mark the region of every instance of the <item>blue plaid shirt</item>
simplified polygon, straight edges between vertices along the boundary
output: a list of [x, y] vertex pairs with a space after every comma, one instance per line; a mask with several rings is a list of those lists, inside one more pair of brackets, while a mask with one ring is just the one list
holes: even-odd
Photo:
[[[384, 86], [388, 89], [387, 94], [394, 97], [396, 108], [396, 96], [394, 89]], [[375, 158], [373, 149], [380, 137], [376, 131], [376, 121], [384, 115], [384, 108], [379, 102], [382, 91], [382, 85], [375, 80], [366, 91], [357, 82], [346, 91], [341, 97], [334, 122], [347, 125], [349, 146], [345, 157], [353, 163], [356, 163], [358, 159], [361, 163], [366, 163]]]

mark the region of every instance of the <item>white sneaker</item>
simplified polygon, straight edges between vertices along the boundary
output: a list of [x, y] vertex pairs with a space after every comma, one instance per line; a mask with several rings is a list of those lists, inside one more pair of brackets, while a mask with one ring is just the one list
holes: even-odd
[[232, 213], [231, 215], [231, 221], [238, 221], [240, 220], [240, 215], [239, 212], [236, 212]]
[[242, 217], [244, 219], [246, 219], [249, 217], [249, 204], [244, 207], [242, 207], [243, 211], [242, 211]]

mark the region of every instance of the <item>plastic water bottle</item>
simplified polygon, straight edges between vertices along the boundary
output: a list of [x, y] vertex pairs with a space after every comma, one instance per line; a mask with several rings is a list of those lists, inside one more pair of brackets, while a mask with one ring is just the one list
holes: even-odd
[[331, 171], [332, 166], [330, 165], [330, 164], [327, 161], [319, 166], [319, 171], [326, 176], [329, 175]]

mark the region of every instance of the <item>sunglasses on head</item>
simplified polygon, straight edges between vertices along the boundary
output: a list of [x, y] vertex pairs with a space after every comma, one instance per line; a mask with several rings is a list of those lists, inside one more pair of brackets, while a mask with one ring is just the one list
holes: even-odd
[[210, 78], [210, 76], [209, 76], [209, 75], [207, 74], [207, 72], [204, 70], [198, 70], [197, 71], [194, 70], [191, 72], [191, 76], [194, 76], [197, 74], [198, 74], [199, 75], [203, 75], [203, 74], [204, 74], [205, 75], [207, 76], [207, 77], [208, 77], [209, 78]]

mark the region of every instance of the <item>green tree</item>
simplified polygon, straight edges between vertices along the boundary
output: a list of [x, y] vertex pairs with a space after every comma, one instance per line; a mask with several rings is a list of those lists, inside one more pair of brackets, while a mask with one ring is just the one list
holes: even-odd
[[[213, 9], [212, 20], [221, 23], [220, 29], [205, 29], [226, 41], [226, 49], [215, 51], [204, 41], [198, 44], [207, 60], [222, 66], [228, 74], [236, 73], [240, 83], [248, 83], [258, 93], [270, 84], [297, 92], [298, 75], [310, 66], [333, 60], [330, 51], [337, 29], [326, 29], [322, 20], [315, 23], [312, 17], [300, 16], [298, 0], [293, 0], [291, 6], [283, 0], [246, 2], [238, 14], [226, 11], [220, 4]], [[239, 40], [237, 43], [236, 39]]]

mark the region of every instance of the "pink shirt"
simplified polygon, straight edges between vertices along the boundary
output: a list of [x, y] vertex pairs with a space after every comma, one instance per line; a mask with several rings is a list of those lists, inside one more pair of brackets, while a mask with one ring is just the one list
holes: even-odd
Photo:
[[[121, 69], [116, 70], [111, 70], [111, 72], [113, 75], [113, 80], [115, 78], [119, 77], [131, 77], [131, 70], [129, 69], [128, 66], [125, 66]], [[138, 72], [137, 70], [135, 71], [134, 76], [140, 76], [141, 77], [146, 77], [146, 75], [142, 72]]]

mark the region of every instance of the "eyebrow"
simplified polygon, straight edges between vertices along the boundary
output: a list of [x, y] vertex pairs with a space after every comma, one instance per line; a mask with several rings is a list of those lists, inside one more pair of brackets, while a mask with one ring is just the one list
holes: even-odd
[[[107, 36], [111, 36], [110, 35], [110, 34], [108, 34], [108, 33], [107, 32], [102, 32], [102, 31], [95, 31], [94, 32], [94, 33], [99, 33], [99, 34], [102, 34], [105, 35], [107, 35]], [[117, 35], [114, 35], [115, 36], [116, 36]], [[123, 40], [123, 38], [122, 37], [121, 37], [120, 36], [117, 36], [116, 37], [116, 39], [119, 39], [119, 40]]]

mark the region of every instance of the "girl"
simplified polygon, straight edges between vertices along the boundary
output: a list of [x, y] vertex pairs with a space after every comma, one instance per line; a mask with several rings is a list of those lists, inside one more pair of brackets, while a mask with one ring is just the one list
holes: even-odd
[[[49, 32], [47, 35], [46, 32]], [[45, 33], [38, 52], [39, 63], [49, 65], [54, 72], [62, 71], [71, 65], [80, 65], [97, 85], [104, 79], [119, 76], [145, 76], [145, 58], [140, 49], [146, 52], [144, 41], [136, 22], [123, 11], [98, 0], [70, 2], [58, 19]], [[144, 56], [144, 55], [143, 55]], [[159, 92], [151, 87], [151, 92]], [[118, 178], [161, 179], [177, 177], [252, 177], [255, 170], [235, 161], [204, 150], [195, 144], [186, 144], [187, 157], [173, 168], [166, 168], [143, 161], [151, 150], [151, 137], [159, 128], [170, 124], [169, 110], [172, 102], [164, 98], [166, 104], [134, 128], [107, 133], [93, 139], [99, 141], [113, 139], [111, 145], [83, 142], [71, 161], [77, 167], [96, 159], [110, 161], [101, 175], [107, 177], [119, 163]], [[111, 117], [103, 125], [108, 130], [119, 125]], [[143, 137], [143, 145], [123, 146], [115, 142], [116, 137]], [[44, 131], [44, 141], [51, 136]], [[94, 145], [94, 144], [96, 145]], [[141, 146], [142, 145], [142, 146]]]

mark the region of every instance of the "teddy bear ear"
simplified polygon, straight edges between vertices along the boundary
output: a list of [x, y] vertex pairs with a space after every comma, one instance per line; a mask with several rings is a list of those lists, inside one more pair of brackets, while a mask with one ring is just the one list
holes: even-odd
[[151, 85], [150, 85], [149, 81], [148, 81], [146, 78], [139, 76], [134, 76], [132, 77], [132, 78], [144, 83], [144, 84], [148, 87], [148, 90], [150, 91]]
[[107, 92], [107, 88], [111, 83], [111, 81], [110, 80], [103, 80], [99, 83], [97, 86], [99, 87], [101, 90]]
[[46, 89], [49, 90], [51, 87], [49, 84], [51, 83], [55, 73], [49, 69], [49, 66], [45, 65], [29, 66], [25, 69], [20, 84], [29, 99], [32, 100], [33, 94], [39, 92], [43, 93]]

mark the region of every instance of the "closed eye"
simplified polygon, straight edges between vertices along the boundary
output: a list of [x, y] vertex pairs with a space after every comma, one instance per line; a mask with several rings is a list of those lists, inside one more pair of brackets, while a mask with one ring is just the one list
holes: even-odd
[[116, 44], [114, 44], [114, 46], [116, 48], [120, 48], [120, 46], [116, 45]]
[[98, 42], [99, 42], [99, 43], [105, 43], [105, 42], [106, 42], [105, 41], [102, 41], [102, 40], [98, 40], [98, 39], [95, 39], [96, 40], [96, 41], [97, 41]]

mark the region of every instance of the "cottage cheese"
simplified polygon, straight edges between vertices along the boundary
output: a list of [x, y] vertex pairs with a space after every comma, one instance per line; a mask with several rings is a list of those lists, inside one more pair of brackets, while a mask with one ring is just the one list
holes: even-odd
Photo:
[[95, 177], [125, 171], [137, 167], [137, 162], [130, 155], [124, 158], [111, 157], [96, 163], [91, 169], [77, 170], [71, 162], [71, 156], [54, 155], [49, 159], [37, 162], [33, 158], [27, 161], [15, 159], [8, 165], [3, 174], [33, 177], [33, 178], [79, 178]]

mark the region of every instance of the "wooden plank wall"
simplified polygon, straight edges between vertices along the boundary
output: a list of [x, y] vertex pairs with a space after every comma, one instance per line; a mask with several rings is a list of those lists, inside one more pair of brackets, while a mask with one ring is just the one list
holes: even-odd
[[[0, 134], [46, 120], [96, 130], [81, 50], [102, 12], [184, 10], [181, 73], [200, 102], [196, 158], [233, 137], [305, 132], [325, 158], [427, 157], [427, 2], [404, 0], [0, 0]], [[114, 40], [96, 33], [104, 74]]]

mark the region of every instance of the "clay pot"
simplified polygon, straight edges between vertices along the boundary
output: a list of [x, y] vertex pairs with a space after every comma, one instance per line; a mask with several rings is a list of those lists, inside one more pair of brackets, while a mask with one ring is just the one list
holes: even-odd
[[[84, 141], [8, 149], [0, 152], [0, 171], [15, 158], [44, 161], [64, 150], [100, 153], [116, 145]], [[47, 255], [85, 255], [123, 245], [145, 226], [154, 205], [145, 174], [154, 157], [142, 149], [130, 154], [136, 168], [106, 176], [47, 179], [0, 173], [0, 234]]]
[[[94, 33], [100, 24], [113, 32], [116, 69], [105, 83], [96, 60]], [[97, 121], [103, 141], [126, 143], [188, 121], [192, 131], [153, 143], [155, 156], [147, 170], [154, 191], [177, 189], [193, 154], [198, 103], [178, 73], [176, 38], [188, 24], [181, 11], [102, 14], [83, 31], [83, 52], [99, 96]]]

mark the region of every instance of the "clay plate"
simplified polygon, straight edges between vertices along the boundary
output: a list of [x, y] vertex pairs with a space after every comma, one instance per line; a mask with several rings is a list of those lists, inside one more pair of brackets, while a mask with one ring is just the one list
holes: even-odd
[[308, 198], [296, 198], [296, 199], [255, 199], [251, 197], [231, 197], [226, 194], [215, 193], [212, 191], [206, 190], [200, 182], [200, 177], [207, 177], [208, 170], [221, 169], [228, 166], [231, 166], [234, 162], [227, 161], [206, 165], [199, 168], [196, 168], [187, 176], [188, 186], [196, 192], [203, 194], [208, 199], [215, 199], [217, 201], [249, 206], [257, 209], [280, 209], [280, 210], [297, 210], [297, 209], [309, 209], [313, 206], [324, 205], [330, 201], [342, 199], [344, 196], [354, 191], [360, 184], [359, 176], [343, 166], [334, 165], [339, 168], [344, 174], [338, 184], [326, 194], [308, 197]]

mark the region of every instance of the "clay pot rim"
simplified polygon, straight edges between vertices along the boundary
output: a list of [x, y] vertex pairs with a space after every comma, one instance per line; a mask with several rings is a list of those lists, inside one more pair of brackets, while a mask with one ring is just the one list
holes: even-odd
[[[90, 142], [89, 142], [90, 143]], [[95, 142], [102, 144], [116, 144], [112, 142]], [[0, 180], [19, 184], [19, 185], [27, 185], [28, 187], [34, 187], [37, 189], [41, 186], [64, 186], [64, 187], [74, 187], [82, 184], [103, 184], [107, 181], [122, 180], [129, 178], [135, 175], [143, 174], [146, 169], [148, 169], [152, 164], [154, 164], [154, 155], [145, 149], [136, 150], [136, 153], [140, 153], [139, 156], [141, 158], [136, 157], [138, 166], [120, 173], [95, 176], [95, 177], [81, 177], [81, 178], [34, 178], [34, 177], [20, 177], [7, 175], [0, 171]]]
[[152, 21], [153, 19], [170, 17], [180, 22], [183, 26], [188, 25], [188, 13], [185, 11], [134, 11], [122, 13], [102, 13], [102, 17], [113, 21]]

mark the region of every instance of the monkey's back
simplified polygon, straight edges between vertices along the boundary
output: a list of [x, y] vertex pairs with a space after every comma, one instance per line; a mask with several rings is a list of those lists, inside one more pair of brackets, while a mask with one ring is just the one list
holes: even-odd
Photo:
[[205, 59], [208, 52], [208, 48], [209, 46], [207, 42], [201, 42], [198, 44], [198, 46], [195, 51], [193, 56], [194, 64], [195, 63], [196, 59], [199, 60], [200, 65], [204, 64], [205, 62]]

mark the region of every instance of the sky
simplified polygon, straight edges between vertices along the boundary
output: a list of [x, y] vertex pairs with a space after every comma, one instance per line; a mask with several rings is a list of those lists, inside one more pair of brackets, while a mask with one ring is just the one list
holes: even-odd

++++++++++

**Problem description**
Pick out every line in the records above that contains the string "item".

**Exercise answer**
mark the region of every instance of the <item>blue plaid shirt</item>
mark the region of every instance of the <item>white sneaker</item>
mark the region of every instance of the <item>plastic water bottle</item>
mark the region of every instance of the <item>sunglasses on head</item>
mark the region of every instance of the <item>green tree</item>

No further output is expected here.